__STATED EXERCISE A__
In the sermon on the kingdom of God, over what period does Acts 1:3 say Jesus appeared to the men after his suffering?
__STATED EXERCISE B__
Pick up the sermon on the kingdom of God after its last sentence and carry it forward.

__SOURCE__
Now listen to Matthew 4:17. This is describing the very first time Jesus goes out and preaches and after his baptism and what He did. This is what Jesus did. "From that time on, Jesus began to preach: 'Repent, for the kingdom of heaven or God is near'." Mark 10:7. "Go rather to the lost sheep of Israel and, as you go, preach this message: 'the kingdom of God is near, or the kingdom of heaven is near'." Acts 1:3 is another great verse. "After His suffering (that is, Jesus), "He showed Himself (Jesus again) to these men and gave many convincing proofs that He was alive. He appeared to them over a period of forty days and He spoke about the kingdom of God." Forty days. Now I want you to think carefully about this event in history. I would have given anything to be there at those moments. Those are my favorite forty days of church history. Of all the days in church history I wished I could have been at, Jesus' forty days of post-resurrection life on this earth teaching heads the list. That would have been spectacular for me. You always get those questions about, if you had a time machine and you could go back in time, where would you go? For me, this is it. Do you think Jesus just sat around for forty days saying kingdom of God, kingdom of God, kingdom of God, kingdom of God? No. What the author is doing here in the book of Acts is summarizing Jesus' message as the kingdom of God.

Records:
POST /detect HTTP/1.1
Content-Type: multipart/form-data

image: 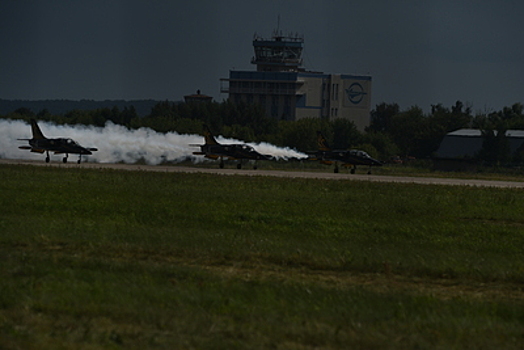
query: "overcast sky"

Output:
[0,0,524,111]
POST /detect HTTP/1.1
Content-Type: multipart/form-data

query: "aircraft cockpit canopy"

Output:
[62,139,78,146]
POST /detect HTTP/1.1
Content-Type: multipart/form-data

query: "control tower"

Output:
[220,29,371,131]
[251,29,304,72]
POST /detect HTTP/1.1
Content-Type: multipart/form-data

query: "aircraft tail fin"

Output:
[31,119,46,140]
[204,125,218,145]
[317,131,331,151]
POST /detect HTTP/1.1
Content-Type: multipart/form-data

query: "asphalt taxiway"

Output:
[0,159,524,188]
==
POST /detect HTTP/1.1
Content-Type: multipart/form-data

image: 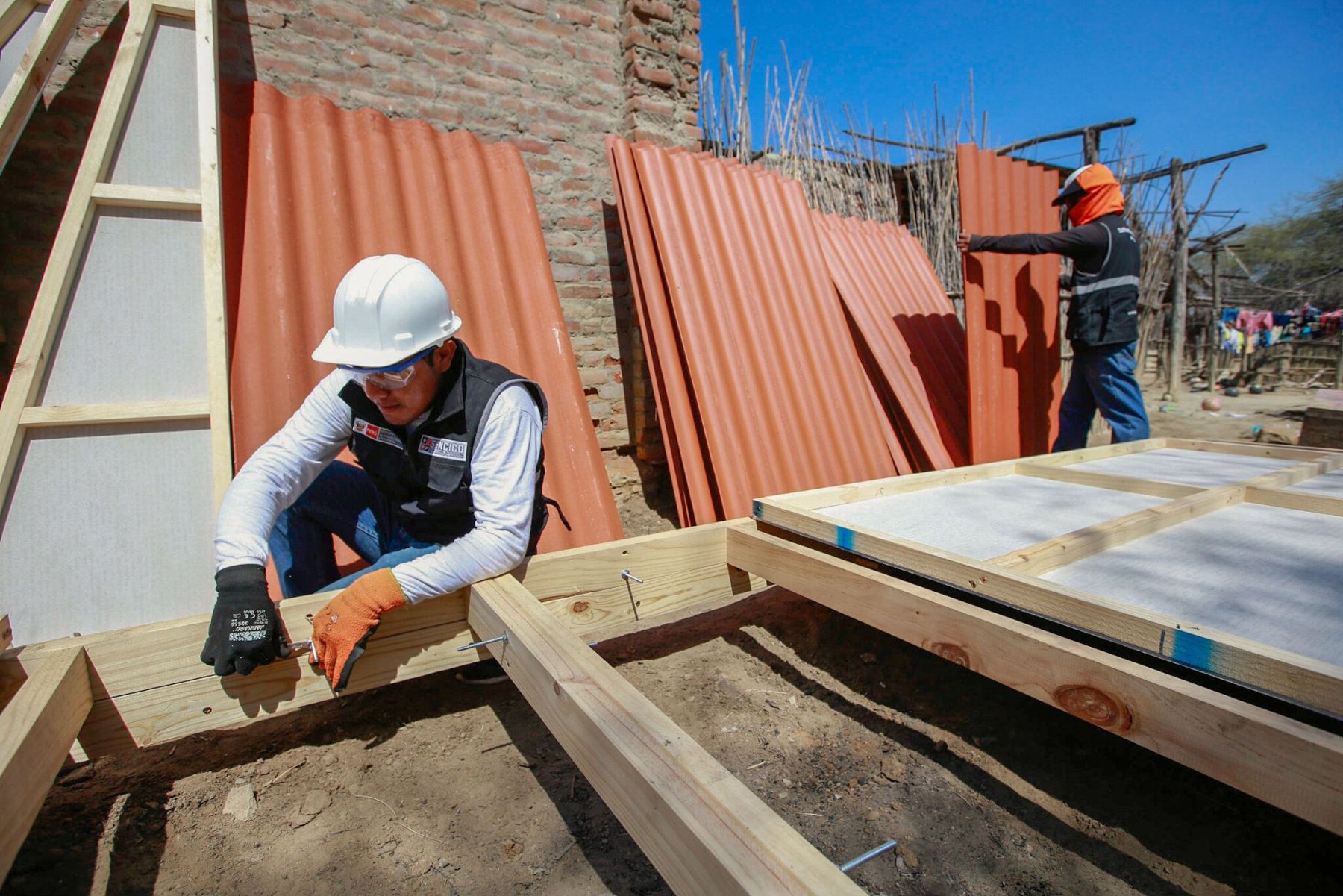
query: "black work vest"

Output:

__WRITTEN ANSWER A__
Over a period of forty days.

__WRITTEN ANSWER B__
Notice here in the book of Acts, the kingdom of God is in Acts 1. Then again, it is in Acts 28, the very last chapter. It refers to the kingdom of God. Reference to the teaching and exposition of the kingdom of God frames the book of Acts. That is remarkable. The book of Acts is about the kingdom of God breaking loose on earth at Pentecost in a way that had never ever happened before. The kingdom of God. For me, this is what we could call – can we borrow from Rick Warren again and just have a little bit of fun here? – this is Jesus' forty days of purpose. You have seen it, haven't you? You can laugh a little bit. I understand. All of these churches around the country are having forty days of purpose, forty days of purpose. You know what? It is a Biblical idea. Jesus, when He came back after He was resurrected, had forty days of purpose. Think of this. Jesus knew He was leaving in forty days. It was not a surprise to Him when He ascended. He knew He was leaving and He decided: "Hey if I have forty days with these people I love, these people I have died for, these people I have lived with. Remember when Lazarus died? It was not a casual event in His life – Ho-hum, I will see him later in heaven. He wept. He loved these people. When He taught them, He taught them one thing: the kingdom of God. That embraced everything they needed to know. That is a remarkable thing to think about it that way and to exegete these statements and not just quickly to pass over them.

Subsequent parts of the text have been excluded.